**WHAT YOU SHOULD DO**. Your task is to extract every line from the material below exactly.

**DATA TO USE**.
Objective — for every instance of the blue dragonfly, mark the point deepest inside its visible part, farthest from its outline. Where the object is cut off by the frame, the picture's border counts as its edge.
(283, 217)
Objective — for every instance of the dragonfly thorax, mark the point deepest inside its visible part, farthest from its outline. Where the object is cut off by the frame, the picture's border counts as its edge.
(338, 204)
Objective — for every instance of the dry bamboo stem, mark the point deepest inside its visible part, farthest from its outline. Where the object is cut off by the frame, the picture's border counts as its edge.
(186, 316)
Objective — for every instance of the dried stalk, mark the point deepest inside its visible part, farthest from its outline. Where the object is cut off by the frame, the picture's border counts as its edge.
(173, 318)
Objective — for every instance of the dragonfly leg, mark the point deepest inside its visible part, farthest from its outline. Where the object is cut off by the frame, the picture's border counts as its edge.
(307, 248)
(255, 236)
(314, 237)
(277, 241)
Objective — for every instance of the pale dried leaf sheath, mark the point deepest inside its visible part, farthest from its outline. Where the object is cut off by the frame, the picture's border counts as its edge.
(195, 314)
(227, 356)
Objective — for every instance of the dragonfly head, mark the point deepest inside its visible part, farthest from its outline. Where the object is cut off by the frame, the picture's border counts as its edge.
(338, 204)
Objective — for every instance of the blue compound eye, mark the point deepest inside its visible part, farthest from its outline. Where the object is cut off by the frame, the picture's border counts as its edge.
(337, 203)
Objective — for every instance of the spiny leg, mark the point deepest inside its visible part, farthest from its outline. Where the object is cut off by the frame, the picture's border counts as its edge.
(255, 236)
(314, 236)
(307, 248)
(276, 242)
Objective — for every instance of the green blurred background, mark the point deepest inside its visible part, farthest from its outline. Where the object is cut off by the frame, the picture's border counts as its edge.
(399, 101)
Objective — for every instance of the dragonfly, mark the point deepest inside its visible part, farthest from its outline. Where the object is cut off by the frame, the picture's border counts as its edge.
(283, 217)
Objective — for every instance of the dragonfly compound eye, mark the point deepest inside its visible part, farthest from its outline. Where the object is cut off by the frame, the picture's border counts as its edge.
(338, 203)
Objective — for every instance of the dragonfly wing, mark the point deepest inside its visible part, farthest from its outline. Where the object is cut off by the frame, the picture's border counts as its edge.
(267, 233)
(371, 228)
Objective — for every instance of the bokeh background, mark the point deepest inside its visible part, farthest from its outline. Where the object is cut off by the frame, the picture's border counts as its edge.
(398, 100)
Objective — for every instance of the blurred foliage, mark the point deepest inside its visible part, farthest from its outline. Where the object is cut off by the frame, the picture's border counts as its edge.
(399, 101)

**RESULT OF THIS TASK**.
Objective — for every instance of the blue dragonfly, mark the point deepest inside its visible part, farthest from its outline. Where the object is cut off by the frame, the picture's border counts as its edge.
(283, 217)
Objective — for every instance of the dragonfly thorax, mark the point deepest inside its visible part, farthest from its outline. Where the object is cut off by the frame, the picture's border counts as its edge.
(338, 204)
Objective — for every instance of the dry bamboo stem, mark the point deepest inside its visible part, farthest from its outline. Where the object is cut off by the frame, the picture's border counts as its edge.
(186, 316)
Objective — for every instance of the dried stalk, mark the point deepest inside its visible part, farthest from its outline. Where the object is cut off by the frame, the picture's border counts as its edge.
(173, 318)
Objective — for every instance of the dragonfly leg, mark the point deepest inside its visible part, farthest from its outline. Where the object is cut off by the frame, the picture's border counts as its edge.
(307, 248)
(255, 236)
(314, 237)
(277, 241)
Objective — for every instance of the pale dried leaf sheath, mark the point deepest inside its visible part, farthest from its outline. Where the object is cut off by the frame, the picture's border counts as its edge.
(195, 314)
(227, 356)
Objective — for every instance of the dragonfly head, mark the point deepest inside its visible part, farthest from its outline. Where the object is cut off by the frame, the picture's border counts as its edge.
(338, 204)
Objective — for every instance of the blue compound eye, mark the point deepest inside its visible part, farthest from its outline. Where the object is cut off by the frame, the picture's border counts as its edge.
(337, 203)
Objective — for every instance of the spiny leg, mark the point deepest inside its visible part, farthest from its outline. Where the object is cut off by the frame, the picture's border counts as its edge.
(255, 236)
(314, 236)
(307, 248)
(276, 242)
Objective — for every instance of the green blurred background, mark the point deepest inside its visible part, farthest from its outline. Where the object is cut off by the frame, the picture's border counts as its edge.
(399, 101)
Objective — for every instance of the dragonfly, mark the point deepest inside its visible part, farthest from its outline. Where the object is cut off by the frame, the picture's border counts as its edge.
(283, 217)
Objective — for every instance of the dragonfly compound eye, mark the point deepest inside its visible part, farthest from its outline. Where the object is cut off by the frame, the picture's border counts as its edge.
(338, 203)
Objective — for every instance of the dragonfly wing, mark the point deepest inside its visible part, farthest from its outline. Where the object is cut off by the frame, the picture's border counts as its edge.
(267, 233)
(371, 228)
Objective — for every instance of the bokeh background, mark the point deepest inside its visible part, farthest from its outline. Where the object is cut off by the frame, the picture's border counts as its edge.
(398, 100)
Objective — for every instance of the blurred foliage, mark the point deepest inside its visible part, farthest from its outline. Where the object is cut off by the frame, the picture's border counts as its edge.
(399, 101)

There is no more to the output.